» **Your instructions**
Reproduce the entries below word for word, from their first line through the line containing "[(658, 317)]".
* * * * * * *
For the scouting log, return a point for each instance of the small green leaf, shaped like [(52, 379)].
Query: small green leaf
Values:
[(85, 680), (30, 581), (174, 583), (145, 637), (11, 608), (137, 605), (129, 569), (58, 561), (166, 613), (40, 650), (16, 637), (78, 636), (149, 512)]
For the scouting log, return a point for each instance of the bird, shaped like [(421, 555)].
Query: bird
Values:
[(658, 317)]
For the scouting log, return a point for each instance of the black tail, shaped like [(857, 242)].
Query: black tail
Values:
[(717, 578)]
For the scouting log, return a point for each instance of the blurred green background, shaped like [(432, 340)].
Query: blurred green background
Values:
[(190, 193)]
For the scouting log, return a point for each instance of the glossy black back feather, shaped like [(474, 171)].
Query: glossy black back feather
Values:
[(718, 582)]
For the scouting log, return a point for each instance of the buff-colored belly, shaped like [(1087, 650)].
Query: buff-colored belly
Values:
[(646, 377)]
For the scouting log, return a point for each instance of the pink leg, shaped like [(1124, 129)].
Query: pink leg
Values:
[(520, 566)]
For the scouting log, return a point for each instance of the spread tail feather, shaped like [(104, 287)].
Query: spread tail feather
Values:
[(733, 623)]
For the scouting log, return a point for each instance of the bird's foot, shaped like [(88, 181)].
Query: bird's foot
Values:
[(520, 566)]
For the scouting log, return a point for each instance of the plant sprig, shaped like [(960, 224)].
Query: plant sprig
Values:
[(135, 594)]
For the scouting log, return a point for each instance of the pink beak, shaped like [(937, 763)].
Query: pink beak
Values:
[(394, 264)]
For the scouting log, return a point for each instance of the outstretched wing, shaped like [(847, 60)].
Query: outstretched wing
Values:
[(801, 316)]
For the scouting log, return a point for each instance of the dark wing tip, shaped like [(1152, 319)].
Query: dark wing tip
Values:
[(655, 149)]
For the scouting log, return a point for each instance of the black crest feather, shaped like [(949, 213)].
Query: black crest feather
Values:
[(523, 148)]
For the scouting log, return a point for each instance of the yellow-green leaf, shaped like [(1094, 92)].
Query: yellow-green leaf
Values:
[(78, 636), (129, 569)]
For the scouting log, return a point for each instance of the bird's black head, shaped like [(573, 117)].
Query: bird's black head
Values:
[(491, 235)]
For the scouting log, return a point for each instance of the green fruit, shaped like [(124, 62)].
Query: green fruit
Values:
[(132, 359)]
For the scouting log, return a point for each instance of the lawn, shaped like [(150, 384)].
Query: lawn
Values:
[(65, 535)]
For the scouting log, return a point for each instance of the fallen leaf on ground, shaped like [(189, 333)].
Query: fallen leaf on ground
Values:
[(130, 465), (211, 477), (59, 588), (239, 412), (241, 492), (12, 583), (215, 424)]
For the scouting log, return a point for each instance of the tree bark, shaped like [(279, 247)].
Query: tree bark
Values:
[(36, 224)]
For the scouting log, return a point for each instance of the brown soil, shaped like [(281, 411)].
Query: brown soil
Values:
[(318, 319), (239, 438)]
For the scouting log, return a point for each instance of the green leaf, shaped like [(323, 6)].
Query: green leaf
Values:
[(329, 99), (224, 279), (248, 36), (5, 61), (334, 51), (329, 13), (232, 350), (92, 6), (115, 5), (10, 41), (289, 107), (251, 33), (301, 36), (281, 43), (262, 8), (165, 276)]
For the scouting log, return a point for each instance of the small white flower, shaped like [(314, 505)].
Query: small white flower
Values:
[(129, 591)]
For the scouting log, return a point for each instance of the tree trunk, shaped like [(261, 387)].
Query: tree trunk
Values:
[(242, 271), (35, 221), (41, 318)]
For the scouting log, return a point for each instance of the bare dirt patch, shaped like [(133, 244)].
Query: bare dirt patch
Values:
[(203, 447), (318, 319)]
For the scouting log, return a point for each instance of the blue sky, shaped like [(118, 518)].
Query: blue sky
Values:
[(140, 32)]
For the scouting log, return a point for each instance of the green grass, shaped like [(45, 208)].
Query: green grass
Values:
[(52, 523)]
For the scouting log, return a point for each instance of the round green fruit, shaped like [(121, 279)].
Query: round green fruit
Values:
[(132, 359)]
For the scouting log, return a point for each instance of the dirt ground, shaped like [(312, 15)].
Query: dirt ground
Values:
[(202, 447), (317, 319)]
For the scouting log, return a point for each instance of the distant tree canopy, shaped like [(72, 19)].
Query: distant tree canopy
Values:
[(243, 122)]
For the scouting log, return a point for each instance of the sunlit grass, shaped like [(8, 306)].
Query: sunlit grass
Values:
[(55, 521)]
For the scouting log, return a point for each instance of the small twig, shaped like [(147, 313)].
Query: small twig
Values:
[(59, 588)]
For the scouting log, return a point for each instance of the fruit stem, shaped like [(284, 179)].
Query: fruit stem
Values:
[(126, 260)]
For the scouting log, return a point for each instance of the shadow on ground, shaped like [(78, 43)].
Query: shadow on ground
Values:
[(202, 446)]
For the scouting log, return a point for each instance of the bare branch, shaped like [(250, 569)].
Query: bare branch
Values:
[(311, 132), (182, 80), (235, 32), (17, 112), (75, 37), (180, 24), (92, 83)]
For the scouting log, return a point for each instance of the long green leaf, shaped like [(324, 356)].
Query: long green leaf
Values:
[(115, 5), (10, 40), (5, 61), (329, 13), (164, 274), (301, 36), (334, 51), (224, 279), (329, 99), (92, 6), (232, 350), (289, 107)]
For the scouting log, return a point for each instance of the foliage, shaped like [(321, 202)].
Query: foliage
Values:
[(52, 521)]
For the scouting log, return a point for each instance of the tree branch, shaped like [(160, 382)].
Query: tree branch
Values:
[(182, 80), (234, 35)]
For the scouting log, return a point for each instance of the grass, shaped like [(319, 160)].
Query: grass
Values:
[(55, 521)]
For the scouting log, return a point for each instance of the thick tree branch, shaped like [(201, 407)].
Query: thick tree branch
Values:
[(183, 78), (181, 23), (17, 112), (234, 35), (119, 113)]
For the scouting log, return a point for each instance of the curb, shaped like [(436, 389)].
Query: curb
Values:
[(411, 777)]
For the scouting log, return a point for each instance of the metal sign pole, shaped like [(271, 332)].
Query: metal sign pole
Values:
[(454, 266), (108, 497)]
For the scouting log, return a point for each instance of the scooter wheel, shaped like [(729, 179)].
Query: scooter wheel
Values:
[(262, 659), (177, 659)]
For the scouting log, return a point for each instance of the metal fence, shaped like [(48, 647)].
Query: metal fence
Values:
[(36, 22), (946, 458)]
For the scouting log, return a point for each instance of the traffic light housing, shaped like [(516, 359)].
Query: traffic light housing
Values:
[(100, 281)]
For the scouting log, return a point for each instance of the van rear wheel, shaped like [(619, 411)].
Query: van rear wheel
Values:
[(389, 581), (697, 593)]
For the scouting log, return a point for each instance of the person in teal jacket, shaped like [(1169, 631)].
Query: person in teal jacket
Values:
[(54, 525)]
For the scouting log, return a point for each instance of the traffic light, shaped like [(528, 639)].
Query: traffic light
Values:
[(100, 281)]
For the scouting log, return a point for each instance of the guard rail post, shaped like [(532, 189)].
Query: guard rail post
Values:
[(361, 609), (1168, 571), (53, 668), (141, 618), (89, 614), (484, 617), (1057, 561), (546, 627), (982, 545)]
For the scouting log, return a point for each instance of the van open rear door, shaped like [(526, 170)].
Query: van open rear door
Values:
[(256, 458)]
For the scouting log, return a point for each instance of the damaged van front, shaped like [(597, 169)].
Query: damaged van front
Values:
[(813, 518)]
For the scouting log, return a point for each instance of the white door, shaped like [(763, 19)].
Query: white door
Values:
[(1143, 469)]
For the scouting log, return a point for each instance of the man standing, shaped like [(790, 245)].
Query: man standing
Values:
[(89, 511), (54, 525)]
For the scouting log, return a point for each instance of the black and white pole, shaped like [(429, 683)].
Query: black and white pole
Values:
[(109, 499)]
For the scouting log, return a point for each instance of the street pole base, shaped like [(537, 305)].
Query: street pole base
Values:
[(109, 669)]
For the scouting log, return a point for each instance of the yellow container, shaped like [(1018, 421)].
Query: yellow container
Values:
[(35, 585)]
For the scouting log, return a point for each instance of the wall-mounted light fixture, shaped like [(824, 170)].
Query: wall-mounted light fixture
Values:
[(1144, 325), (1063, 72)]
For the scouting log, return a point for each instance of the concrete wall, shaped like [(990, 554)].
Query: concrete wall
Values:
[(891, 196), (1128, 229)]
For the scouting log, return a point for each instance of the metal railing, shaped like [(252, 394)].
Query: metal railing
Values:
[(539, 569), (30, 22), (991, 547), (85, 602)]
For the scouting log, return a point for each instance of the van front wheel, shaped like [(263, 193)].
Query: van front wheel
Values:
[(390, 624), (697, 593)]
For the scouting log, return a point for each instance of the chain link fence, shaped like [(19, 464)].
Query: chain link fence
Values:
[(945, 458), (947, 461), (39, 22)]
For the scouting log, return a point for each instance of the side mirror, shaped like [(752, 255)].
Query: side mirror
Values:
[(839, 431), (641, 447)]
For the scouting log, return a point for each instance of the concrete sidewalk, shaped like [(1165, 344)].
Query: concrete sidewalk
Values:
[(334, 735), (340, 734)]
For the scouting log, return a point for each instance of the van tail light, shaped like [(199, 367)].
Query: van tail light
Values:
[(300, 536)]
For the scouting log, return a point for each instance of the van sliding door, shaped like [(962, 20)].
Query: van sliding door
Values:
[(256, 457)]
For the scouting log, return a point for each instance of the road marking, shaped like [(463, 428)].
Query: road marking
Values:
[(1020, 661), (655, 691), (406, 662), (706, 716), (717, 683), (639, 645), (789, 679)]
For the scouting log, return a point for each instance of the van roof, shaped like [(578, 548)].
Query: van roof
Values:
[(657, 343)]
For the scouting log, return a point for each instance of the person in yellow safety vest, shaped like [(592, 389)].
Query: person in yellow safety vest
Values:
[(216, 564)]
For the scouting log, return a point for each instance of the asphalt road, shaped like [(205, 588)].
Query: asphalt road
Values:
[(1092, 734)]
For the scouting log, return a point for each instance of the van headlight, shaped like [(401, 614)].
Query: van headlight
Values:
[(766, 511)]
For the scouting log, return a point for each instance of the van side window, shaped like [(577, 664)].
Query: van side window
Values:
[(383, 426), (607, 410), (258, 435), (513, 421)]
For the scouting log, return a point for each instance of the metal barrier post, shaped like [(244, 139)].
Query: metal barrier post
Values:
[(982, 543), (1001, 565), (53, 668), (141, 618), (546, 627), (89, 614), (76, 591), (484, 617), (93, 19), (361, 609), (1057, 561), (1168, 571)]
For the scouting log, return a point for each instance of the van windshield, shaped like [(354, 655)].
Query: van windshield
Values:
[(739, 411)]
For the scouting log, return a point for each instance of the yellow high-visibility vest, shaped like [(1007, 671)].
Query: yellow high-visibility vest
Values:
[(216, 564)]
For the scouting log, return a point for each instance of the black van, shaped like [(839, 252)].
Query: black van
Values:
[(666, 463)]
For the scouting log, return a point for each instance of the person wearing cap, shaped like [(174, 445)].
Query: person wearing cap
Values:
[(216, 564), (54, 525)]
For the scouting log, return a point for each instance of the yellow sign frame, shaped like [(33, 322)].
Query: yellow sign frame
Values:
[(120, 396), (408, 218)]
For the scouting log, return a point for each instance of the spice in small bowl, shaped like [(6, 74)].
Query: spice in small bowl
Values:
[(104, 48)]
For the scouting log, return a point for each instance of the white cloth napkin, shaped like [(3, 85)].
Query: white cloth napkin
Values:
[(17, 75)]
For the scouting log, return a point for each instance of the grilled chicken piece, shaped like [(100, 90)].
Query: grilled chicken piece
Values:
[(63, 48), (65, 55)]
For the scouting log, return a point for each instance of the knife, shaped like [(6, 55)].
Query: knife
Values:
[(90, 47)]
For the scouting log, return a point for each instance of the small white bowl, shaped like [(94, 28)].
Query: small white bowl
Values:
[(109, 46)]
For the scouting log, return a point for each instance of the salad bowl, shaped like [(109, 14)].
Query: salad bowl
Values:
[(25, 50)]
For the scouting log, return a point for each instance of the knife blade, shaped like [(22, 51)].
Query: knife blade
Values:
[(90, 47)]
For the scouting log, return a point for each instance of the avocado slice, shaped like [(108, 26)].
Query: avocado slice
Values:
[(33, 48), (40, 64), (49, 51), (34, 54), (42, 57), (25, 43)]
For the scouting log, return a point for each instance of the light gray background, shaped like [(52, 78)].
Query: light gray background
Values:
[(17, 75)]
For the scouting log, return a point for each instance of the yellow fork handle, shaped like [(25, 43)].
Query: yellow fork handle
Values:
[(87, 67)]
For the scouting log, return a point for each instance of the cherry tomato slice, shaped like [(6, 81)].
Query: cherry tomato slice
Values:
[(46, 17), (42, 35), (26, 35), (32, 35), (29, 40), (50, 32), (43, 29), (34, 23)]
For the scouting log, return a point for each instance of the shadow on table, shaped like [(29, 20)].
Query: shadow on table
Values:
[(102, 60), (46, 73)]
* * * * * * *
» **Answer to this exercise**
For the scouting log, return a point for each instance of the small green leaf, shaped like [(52, 379)].
Query: small green leaf
Values:
[(85, 680), (30, 581), (174, 583), (145, 637), (11, 608), (137, 605), (129, 569), (58, 561), (166, 613), (40, 650), (16, 637), (78, 636), (149, 512)]
For the scouting log, return a point for each instance of the bird, shaped like [(421, 555)].
Query: bird
Values:
[(658, 317)]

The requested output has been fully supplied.